**Directions:**
Omit the pictures, but give back every entry below exactly as written.

Image-grounded pointing data:
_ _ _ _ _

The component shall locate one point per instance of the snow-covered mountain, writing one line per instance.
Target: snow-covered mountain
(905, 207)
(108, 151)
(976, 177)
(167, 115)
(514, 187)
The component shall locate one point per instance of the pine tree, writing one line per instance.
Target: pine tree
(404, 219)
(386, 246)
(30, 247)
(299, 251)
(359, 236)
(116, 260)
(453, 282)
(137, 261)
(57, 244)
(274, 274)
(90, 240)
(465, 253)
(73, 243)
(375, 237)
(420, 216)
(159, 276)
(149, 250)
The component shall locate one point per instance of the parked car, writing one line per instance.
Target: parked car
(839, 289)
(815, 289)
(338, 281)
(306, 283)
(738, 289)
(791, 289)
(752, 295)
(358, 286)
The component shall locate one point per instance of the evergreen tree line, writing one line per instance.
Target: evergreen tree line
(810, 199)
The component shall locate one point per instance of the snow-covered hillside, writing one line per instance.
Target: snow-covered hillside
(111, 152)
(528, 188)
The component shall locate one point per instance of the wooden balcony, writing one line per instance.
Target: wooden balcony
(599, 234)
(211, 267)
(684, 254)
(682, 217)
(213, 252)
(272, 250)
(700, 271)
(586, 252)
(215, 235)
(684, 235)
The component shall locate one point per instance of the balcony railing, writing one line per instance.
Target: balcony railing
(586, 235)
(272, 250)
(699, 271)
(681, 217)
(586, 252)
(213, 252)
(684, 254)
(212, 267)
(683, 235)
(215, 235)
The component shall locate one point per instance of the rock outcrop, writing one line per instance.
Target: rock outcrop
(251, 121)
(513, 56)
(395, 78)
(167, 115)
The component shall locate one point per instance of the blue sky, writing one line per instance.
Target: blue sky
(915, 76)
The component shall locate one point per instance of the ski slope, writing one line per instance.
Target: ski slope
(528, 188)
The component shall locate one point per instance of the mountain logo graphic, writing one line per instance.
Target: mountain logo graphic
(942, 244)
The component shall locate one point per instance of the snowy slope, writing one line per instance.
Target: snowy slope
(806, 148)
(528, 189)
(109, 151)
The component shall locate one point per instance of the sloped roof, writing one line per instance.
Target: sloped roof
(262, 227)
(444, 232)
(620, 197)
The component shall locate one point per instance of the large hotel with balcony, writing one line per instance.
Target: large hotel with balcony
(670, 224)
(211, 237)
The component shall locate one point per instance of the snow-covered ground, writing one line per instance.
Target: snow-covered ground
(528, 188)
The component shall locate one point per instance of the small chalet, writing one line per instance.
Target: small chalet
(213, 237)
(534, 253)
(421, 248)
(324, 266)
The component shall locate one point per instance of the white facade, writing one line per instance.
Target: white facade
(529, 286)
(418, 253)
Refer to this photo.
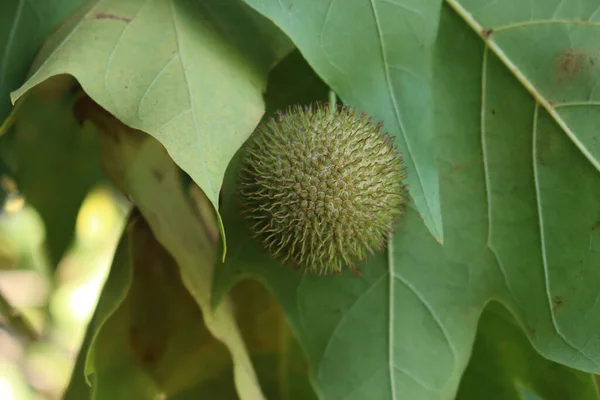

_ _ _ _ _

**Solution:**
The component shall locate one point per instance of the snow-covered mountain, writing one line per instance.
Target: snow-covered mountain
(905, 207)
(108, 151)
(976, 177)
(167, 115)
(514, 187)
The component shall locate one point per instance of the pine tree, writing one line per instance.
Target: pine tree
(404, 219)
(386, 246)
(30, 247)
(299, 251)
(359, 236)
(116, 260)
(453, 282)
(137, 261)
(57, 244)
(274, 274)
(90, 240)
(465, 253)
(73, 243)
(375, 237)
(420, 216)
(159, 276)
(149, 250)
The component shall locate one point per instance of the parked car, writing one line per instance.
Target: parked car
(839, 289)
(815, 289)
(338, 281)
(306, 283)
(738, 289)
(791, 289)
(752, 295)
(358, 286)
The component shall locate one point per instance of the evergreen tree line, writing one line per instance.
Target: evergreen tree line
(810, 199)
The component shall locate one point per instance of the snow-covered hillside, writing one line per instance.
Target: snow-covered hillside
(111, 152)
(528, 188)
The component shall locate one point per instance of the wooden balcony, writing one line per instance.
Target: wooden balcony
(599, 234)
(211, 267)
(684, 254)
(682, 217)
(213, 252)
(272, 250)
(700, 271)
(586, 252)
(215, 235)
(684, 235)
The component shall locate one point per instance of the balcony railing, writing one line per instance.
Target: balcony railing
(586, 235)
(272, 250)
(699, 271)
(681, 217)
(586, 252)
(213, 252)
(684, 254)
(212, 267)
(683, 235)
(215, 235)
The component shall locate one point per instance of the rock outcrop, writing one line per instance.
Target: rock outcrop
(251, 121)
(513, 56)
(395, 78)
(167, 115)
The component shall locate one point per instance of the blue sky, writing one line per instance.
Target: blue sky
(915, 76)
The component shall locate one point per instance of the ski slope, writing one line per instance.
Target: ski slope
(528, 188)
The component shall locate one point per instance of the mountain logo graphic, writing one line per instance.
Target: mountain logo graphic
(942, 244)
The component shall locate one point per instance of the snowy slope, writing one line per instance.
Target: snowy slope
(806, 148)
(528, 189)
(109, 151)
The component shall locate one point per instance of the sloped roof, writing one line per instance.
Target: sloped roof
(262, 227)
(444, 232)
(620, 197)
The component shall locate one point per instance of the large hotel with balcony, writing one line per instance.
Target: large hotel with balcony
(670, 224)
(211, 237)
The component shall locate one point per instance of the snow-covered ground, writing one line per instance.
Target: snow-covered ground
(528, 188)
The component shall locate one point per instance of the small chalet, writing one line per instance.
Target: small chalet
(213, 237)
(534, 253)
(421, 248)
(324, 266)
The component shall locate one point per instance of the white facade, writing one line per instance.
Target: white facade
(529, 286)
(418, 253)
Refer to this photo.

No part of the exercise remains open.